§ Task objective
Extract every line of the records below that contains the word "Segment".

Collection entries:
****

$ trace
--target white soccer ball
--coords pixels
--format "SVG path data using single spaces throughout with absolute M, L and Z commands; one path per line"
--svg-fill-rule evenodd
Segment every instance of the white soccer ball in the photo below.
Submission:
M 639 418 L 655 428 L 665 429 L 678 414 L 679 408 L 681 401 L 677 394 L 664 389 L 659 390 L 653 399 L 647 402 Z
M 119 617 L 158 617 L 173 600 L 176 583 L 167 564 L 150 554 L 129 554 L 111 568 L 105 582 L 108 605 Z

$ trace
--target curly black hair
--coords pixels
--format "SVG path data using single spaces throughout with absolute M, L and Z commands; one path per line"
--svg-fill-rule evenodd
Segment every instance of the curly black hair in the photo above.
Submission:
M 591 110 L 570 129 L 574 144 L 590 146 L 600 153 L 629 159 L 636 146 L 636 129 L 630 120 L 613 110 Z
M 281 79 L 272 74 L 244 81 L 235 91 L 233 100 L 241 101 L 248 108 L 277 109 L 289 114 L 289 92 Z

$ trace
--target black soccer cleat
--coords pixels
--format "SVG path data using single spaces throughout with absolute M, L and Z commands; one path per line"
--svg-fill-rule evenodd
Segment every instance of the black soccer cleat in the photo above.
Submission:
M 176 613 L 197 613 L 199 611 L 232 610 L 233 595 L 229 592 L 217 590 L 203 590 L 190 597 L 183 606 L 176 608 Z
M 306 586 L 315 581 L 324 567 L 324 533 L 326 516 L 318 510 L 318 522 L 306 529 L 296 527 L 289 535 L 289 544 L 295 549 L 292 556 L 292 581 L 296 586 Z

****

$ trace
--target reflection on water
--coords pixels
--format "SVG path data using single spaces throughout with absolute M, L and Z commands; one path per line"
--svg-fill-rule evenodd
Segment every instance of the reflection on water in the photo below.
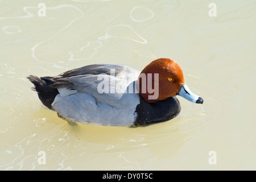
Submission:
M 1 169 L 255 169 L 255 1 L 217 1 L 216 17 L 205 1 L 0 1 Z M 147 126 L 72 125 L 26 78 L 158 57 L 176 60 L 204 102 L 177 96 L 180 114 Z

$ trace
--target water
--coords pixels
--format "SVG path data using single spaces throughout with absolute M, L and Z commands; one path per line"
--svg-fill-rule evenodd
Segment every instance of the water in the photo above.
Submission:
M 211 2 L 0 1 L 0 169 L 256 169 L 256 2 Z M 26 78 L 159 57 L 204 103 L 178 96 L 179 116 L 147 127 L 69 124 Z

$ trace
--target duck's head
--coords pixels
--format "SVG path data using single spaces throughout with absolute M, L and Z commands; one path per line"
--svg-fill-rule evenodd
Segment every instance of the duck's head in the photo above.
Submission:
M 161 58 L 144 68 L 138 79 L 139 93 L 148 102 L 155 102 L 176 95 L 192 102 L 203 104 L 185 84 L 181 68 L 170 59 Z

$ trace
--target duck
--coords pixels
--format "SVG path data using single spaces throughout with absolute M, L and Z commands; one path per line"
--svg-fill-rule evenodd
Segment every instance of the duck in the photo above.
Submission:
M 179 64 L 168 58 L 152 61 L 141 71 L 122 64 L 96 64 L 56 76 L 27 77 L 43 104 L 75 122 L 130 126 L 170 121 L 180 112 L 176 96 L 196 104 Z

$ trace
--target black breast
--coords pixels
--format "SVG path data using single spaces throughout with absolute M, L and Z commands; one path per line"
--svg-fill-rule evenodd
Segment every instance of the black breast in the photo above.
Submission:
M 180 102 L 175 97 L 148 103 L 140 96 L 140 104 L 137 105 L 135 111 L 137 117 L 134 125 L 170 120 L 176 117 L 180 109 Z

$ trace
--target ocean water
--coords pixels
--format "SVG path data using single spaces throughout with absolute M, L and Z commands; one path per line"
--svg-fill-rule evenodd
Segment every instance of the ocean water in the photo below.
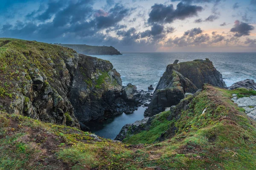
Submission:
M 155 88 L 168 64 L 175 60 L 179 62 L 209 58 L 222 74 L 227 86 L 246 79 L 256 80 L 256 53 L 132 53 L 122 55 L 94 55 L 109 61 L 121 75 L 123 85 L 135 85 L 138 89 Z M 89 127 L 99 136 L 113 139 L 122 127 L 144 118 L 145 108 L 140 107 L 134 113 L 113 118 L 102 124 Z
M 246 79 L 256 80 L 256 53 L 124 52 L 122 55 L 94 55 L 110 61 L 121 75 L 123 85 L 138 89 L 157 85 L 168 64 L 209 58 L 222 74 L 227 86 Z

****

§ Correct response
Segment every instance of the white soccer ball in the photo below.
Segment every instance of the curly black hair in the photo above.
Segment every instance of the black soccer cleat in the photo above.
Segment every instance of the reflection on water in the photo below.
Segment every instance of the water in the photo above.
Segment every instance of the duck's head in the photo above.
Segment every instance of the duck in the photo above.
Segment every instance of the black breast in the photo above.
Segment every instance of the ocean water in the photo below.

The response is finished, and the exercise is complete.